__Coordinate annotation records__:
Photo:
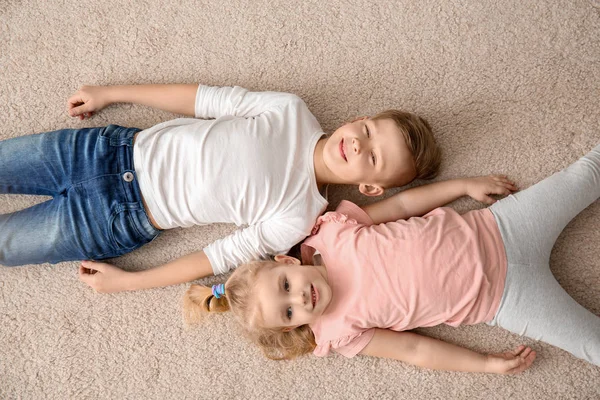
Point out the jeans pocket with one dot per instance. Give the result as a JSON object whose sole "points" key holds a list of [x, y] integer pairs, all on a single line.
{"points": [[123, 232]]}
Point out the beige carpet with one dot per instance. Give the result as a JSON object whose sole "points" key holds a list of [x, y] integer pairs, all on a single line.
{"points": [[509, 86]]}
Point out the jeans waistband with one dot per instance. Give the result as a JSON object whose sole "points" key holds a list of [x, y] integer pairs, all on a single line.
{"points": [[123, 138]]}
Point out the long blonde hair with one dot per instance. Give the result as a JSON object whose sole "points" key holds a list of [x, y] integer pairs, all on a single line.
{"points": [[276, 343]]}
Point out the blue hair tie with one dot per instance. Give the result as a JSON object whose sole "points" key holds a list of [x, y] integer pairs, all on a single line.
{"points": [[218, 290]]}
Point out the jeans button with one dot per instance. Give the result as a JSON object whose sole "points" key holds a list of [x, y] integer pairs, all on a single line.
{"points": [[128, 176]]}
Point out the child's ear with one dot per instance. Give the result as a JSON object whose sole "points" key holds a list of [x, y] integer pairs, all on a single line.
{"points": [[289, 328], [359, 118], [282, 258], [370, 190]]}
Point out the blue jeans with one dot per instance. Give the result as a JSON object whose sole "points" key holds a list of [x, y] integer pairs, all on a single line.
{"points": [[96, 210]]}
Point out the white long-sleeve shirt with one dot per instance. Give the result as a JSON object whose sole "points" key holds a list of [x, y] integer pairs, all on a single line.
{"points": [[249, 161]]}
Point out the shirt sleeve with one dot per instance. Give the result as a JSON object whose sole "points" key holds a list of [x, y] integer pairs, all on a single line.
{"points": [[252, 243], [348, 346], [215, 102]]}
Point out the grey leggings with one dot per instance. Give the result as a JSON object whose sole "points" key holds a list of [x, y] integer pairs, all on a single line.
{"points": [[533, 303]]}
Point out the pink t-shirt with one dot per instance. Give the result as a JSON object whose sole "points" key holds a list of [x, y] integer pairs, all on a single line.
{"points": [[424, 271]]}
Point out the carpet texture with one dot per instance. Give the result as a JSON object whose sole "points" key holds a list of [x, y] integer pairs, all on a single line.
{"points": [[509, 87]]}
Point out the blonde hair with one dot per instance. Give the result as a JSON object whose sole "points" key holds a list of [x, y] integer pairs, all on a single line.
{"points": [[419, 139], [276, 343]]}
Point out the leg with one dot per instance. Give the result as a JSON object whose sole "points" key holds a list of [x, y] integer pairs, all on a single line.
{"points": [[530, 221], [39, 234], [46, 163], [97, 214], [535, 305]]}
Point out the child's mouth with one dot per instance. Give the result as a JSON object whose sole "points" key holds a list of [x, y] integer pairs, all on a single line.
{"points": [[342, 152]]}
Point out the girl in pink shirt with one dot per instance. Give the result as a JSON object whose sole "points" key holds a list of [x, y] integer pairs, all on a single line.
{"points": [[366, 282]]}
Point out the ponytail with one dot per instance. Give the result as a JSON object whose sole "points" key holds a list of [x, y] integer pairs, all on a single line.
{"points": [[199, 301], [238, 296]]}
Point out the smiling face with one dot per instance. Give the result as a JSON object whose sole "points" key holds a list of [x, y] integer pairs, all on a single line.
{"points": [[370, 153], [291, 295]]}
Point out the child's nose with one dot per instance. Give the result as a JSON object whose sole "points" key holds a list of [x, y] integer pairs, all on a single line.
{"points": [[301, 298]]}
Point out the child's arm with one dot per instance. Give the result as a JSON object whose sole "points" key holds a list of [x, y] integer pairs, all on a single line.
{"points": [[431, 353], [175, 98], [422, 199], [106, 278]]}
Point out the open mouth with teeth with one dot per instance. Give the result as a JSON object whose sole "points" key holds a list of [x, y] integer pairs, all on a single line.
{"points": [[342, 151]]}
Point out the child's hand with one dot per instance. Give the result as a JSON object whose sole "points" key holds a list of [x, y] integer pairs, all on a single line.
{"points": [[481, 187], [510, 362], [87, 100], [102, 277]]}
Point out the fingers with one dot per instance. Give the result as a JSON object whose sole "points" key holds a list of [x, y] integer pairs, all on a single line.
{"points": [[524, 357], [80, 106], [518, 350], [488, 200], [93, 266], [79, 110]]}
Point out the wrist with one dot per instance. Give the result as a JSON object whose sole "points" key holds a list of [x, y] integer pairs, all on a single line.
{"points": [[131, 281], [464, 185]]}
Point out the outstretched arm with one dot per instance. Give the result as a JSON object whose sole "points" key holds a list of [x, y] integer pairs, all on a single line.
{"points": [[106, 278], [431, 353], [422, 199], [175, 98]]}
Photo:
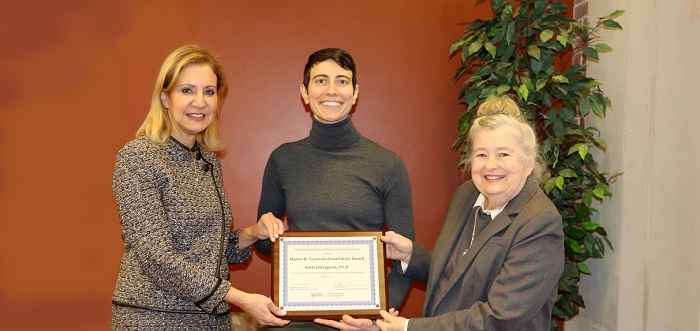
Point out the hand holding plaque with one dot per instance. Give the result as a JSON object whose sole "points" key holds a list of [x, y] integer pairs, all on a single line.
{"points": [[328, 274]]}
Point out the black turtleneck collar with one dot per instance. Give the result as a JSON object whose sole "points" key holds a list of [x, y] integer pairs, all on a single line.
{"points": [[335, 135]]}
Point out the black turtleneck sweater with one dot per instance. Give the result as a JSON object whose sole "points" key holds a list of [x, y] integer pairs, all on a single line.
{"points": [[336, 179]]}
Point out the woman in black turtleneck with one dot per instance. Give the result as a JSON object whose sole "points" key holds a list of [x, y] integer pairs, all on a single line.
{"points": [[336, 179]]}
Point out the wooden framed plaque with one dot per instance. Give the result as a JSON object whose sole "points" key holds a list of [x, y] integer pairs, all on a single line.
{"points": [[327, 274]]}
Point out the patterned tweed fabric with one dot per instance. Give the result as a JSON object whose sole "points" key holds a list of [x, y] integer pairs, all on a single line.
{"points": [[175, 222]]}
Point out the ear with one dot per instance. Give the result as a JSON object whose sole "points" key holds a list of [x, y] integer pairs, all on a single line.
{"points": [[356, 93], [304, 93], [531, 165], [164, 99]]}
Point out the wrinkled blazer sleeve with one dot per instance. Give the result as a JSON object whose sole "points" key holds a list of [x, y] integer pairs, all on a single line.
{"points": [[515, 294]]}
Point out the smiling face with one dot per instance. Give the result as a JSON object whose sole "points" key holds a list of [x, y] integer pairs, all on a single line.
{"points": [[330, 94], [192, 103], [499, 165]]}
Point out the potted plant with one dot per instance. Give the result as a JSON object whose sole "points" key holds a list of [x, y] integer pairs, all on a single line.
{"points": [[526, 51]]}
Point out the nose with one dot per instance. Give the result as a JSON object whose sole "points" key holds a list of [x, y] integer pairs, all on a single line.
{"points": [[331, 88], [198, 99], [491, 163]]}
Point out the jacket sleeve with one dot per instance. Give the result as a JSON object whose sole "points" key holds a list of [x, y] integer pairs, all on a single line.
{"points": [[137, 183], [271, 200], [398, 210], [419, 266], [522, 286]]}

__Direction__: Duplicate every line of the records above word for word, omitting the pictures from your answer.

__Solution below__:
Photo:
Point out the jeans pocket with one dot per instance. Give the result as a JSON object whose sole "points" key holds a list of [x, y] integer pairs, all on a single line.
{"points": [[123, 232]]}
Point out the beige carpet with one dot per instance. Give the result as a JSON object whose sole "points" key holds a list of [x, y] integer pairs, all on a single line.
{"points": [[509, 86]]}
Point out the jeans waistband with one dot per instance. Give the result as a JSON object whose sole "points" key holds a list of [x, y] integer pairs, all on a single line.
{"points": [[123, 138]]}
Point out the long blonde hair with one dot per instance. Give the result as a JSON object whose sole "points" key holds a list of [x, y] integer pairs, all on a single line.
{"points": [[276, 343]]}
Point out the blue hair tie with one dot per instance. Give the result as a JSON object whose sole "points" key holds a list of [x, y] integer pairs, all on a single line.
{"points": [[218, 290]]}
Point out the jeans button with one dot per instance. Give the result as a JSON object whose sole "points" key holds a list of [x, y] integer pairs, all on a single line.
{"points": [[128, 176]]}
Point out the child's ear with one dot per instance. Give the result as a JSON object whose sole "points" key holds a list of [x, y] integer pairs, all on a single line.
{"points": [[289, 328], [359, 118], [282, 258], [370, 190]]}
Point out the blue jeans with one dot per instance. Give the result as a JSON object whose sole "points" key holds a list of [x, y] integer pairs, all on a single line.
{"points": [[96, 210]]}
Point out the white long-sleeve shirt with one dot per instance. Give the result as a JSON object whose sole "points" key holds a list of [x, y] integer pairs, all on a single line.
{"points": [[249, 161]]}
Point out the shirt sleeve with one dot per instance. Give the result as a JSON object whose sole "points" key holds a list of [x, y] integer pairs, all on a single line.
{"points": [[252, 243], [348, 346], [215, 102]]}
Point out the grey leggings with one dot per instance. Give the result as a JSON object whose sole "points" key holds a list of [x, y] integer pairs, all on a single line.
{"points": [[533, 303]]}
Point out the pink t-shirt with one dot per instance. Give the result as a JSON object whose sole "points" key holds a list of [x, y] integer pairs, all on a single line.
{"points": [[424, 271]]}
Point out the carpet texture with one dot per instance. Give the result as a JSON object whose sole "points" key holds a list of [x, y] integer pairs, all on a single line.
{"points": [[509, 87]]}
Point out the blonde hair with one dot per instance. Give the result as a JSON object whose sole "points" key holds a list of [x, y] integer pairs, all on a single line.
{"points": [[419, 139], [276, 343]]}
Point out the leg with one dot per instance. Give the result as a JSON object whose sole "points" key holds a list of [x, y] integer pairs, all on a single line.
{"points": [[530, 221], [39, 234], [46, 163], [97, 214], [535, 305]]}
Point out the child's mouth with one dot per instance. Give the result as a JSON object whose sole "points" key holds a list of [x, y] integer pairs, all on a single line.
{"points": [[342, 152]]}
Point out the girl in pink shirt with one dot per instance. Give the result as a JSON object whose sole "points" key holds a list of [x, y] integer pairs, all on a single line.
{"points": [[366, 282]]}
Point out the ponytail with one dot per instance. Give the result as a JSON object whose sole "points" key holds a list of [x, y] integer pairs, all on a single line.
{"points": [[199, 301], [238, 296]]}
Point out the smiling face with one dot per instance. Give the result as a JSON object whose sole "points" key holds a list of [x, y] integer pairs, all on a single line.
{"points": [[370, 153], [291, 295]]}
Point out the child's nose with one dot per instance. Give the result as a JSON object whose sole "points" key holds a list of [x, y] integer pairs, all on a single line.
{"points": [[301, 298]]}
Point out the child's arm with one dot per instance. Give the result as a JSON object whose sole "points" key holds a list of [x, y] integer pairs, all on a single line.
{"points": [[431, 353], [175, 98], [422, 199], [106, 278]]}
Point out the open mouth with teeth with one dot per instance. Give the result as a JSON object whose sole "points" key holds a list of [x, y] integer pairs, all on a single line.
{"points": [[342, 151]]}
Point out the child's hand with one dot per instance. Give the result as a JSON object whose sole "points" key holds a list of [x, y] integer pairs, all on a single line.
{"points": [[481, 187], [510, 362], [87, 100], [102, 277]]}
Point out the fingers with one dot per instance. Give the result as a JSON object whose sole "points" key holds a list of [x, y] integer pairs, all on a single line.
{"points": [[524, 357], [80, 106], [518, 350], [488, 200], [93, 266], [79, 110]]}
Point out the wrist with one dot per instance. Give the result as a JSON object whose sole "points" key holds a list of [x, y] integer pairs, all on a single line.
{"points": [[131, 281], [464, 185]]}
Point out the outstretched arm with one dot per instance. Give the result as a JSON object whose sole "points" key holds a list of [x, y] integer pairs, all on a single line.
{"points": [[106, 278], [431, 353], [422, 199], [175, 98]]}
Photo:
Point out the hand holding plaque with one dot per instance. Give the result as a JSON object whose sole "points" key holds a list of [x, y] integer pairs, all on a single line.
{"points": [[328, 274]]}
Point out the black turtleneck collar with one dot per instance. Give the result as a JSON object whose sole "points" key holds a list of [x, y] integer pairs, all on a single line.
{"points": [[335, 135]]}
Point out the black turtleneck sweater with one dot per instance. Give the result as a JSON object whose sole "points" key holds a list of [x, y] integer pairs, all on a single line.
{"points": [[336, 179]]}
Point out the woman in black turtleneck with one dot per instance. Give the result as a JSON object whose sole "points" key holds a list of [x, y] integer pairs, all on a single line.
{"points": [[336, 179]]}
Point out the wooden framed plaque with one dot per instance. Give the result as a JSON object whose sole "points" key holds a list of [x, y] integer pairs, all on a single line.
{"points": [[327, 274]]}
Point out the patterned tweed fabric with one dot per instance. Give the result as a JSON object whose sole "points" key holds a list of [x, y] integer pairs, all on a single line.
{"points": [[175, 222]]}
Point out the ear with one dot per instance. Give the result as a JSON object whose sole "points" key holds a list of [x, y] integer pairs, all on a single line.
{"points": [[356, 93], [304, 93], [531, 165], [164, 99]]}
Point out the wrinkled blazer sleeve with one dot per instance. Give the result as a JSON object whose sole "points" key holds a list of [x, y] integer pairs, all on a single line.
{"points": [[515, 294]]}
Point out the smiling face with one dot per instance. Give the result as a JSON object whose sole "points" key holds a list of [x, y] integer pairs, all on a single line.
{"points": [[330, 94], [192, 103], [499, 165]]}
Point out the potted plant with one dot per instance. Give the result as a JSON object whose sole "points" key holds a list of [x, y] integer pairs, all on a single line.
{"points": [[526, 51]]}
Point out the nose with one dot per instance. Give the result as a JSON object whose sole "points" key holds a list of [x, y] integer pairs, all on a single line.
{"points": [[331, 88], [198, 99], [491, 163]]}
Point out the jacket sleeve with one dot per instance. Give the result as a JSON object whose sole "points" key holds a list of [x, y] integer pairs, all on a single line.
{"points": [[137, 183], [271, 200], [398, 210], [419, 266], [522, 286]]}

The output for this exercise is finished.